=== THE INPUT ===
■ ■ ■
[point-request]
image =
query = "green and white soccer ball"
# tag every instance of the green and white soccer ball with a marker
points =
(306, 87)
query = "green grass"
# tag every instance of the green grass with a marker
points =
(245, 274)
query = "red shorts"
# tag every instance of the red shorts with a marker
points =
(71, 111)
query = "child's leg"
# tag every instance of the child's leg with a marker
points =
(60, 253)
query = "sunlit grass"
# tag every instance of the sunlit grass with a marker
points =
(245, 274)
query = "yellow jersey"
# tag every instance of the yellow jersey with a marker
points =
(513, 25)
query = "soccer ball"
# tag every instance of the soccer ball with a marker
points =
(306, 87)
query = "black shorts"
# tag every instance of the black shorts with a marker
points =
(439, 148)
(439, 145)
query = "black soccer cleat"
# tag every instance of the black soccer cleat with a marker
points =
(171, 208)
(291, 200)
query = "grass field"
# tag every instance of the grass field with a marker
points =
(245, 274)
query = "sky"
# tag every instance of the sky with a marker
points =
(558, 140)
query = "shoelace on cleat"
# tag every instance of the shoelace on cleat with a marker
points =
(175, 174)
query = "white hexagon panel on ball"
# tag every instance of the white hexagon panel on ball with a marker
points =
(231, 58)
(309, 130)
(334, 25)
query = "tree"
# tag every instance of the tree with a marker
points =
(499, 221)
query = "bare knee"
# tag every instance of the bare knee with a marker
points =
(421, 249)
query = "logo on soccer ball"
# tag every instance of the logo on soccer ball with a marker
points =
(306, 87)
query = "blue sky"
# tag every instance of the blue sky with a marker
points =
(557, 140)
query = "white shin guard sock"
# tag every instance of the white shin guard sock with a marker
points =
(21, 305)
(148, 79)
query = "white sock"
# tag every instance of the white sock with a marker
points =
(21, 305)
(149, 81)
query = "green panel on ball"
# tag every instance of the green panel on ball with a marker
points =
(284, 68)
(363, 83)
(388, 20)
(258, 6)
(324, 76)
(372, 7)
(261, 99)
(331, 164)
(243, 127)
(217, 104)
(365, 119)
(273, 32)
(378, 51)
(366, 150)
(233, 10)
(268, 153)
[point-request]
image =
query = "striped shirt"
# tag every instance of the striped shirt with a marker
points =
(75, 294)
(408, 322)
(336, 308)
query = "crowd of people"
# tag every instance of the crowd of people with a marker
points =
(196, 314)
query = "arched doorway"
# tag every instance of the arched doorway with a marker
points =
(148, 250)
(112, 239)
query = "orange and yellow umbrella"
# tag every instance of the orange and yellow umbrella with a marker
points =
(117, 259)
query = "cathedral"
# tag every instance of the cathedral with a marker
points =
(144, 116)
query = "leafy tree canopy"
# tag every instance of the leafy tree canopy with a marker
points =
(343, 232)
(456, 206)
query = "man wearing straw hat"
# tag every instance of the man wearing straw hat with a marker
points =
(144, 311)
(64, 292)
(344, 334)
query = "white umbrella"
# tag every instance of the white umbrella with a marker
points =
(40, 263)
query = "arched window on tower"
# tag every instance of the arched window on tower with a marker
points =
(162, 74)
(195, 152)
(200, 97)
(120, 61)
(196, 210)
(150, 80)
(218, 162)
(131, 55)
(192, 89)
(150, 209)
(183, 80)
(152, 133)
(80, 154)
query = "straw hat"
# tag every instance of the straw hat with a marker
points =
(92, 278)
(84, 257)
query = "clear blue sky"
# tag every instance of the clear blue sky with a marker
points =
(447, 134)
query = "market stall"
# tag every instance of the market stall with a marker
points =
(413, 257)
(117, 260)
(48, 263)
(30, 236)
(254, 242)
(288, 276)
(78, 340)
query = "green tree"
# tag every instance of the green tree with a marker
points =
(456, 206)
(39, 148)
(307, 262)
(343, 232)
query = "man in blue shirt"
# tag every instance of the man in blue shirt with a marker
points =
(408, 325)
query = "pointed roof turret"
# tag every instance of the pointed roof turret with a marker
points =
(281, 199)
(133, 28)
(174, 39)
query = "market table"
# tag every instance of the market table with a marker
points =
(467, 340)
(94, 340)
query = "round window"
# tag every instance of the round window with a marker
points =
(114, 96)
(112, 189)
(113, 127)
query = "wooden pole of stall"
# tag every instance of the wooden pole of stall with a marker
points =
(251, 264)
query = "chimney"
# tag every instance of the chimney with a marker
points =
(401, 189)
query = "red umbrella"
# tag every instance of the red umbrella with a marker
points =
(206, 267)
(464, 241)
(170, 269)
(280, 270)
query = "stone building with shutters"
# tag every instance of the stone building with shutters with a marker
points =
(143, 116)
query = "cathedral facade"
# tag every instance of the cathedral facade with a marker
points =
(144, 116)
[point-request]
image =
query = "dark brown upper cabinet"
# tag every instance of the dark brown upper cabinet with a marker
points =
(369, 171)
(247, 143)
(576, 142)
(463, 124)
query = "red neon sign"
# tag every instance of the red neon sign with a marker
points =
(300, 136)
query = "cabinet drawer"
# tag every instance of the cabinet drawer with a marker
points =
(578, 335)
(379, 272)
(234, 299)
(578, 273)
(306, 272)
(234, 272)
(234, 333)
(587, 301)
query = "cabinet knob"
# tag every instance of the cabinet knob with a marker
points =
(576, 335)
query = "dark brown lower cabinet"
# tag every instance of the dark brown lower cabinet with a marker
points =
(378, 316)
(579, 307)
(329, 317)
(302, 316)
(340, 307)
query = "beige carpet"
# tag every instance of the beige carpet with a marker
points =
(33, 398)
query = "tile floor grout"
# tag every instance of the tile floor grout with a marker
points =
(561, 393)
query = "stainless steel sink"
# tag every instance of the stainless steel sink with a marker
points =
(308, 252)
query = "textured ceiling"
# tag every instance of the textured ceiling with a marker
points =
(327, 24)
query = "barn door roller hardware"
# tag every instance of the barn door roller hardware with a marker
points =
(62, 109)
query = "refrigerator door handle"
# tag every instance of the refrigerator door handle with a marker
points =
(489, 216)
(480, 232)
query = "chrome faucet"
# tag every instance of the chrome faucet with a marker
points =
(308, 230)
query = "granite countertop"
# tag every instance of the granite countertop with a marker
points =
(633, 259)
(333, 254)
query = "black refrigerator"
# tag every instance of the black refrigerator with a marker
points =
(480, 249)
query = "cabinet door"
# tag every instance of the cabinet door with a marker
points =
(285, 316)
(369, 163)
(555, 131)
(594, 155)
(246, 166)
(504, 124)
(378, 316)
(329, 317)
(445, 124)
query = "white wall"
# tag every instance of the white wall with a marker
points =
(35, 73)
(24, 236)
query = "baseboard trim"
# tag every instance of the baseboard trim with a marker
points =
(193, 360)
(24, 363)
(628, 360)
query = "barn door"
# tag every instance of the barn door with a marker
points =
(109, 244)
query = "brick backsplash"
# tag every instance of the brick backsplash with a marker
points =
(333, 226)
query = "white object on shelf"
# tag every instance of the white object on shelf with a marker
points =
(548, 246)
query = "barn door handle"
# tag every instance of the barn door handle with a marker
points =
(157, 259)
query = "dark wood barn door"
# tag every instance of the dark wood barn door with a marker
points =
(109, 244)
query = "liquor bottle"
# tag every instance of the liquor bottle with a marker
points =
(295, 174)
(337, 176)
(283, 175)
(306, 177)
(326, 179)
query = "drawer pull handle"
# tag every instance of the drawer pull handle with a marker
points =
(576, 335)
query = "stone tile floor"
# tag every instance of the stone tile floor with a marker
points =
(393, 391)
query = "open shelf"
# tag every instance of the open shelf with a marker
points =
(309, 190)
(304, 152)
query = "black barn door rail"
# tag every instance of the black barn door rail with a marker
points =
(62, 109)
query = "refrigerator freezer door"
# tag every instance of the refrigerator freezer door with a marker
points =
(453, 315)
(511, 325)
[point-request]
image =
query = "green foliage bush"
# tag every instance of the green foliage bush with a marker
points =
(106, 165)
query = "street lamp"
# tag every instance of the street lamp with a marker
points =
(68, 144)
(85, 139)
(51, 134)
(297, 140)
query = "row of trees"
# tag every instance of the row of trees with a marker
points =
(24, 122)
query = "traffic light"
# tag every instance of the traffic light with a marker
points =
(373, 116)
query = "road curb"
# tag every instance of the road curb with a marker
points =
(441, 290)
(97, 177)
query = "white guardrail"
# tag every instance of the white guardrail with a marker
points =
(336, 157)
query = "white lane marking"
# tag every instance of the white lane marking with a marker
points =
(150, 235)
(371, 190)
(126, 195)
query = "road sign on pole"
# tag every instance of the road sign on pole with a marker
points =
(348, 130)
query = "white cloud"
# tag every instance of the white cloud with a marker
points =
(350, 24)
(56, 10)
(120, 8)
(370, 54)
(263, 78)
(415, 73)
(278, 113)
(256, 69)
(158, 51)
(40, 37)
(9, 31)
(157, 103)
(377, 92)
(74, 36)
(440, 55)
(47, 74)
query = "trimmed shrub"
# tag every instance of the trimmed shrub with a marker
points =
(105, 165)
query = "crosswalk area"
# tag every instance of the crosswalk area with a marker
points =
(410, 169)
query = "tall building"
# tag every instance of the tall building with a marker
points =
■ ■ ■
=== WHAT YOU ARE ASKED TO DO ===
Only the number is wanted: how many lines in the data include the string "shin"?

=== YOUR SOLUTION ===
2